▶ Task description: Convert every line of the data below into a Markdown table with the columns Row and Text, numbering each line and skipping blank lines. Leave the pictures out of the table.

- - - -

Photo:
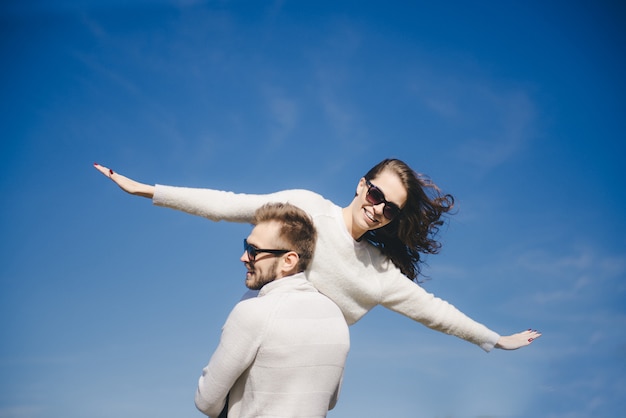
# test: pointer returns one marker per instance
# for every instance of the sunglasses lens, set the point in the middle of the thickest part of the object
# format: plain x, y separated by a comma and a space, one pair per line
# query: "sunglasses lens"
375, 196
249, 249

- - - -

▶ Exercise solution:
| Row | Text |
|---|---|
| 1 | Photo: |
| 2 | # test: pointer returns one marker per instance |
| 3 | # for every instance of the sunglasses lens, set the point in the middle of the thickest part of the object |
| 4 | # format: plain x, y separated by a comma and a space, one pair per line |
| 5 | # query: "sunglasses lens" |
| 6 | 375, 196 |
| 7 | 249, 249 |